TEXT.

Parvaaz (Urdu: پرواز, literal English translation: "flight") is the fifth studio album and sixth overall album by the Pakistani band Junoon. It was released in 1999 and features songs mostly based on the poetry of the great Punjabi Sufi poet Bulleh Shah.

Background
The album was recorded and mixed at Abbey Road Studios in London and was hailed by critics as Junoon's finest work to date and was released by EMI and Lips Records. Singles like "Bulleya", "Sajna", "Ghoom" and "Mitti" were a success and did well at the music charts. UNESCO presented Junoon with an award for their achievements towards Peace in South Asia. Junoon was invited to perform at UNESCO's "Music for Peace" concert held in Paris, along with Yesudas, Lionel Richie, Montserrat Caballe, Zubin Mehta and many other great artists from around the world. In London, BBC presented Junoon an award for their contribution towards Asian Culture.

TASK REQUIREMENTS.
According to the text on Parvaaz, why did UNESCO and the BBC each present Junoon with an award? The records play no part in this work.

DATASET.

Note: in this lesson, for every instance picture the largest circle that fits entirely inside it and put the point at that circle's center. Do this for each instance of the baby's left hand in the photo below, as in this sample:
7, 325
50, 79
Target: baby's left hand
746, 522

TASK RESPONSE.
UNESCO gave Junoon an award for the band's achievements towards peace in South Asia. The BBC, in London, gave the band an award for its contribution towards Asian culture.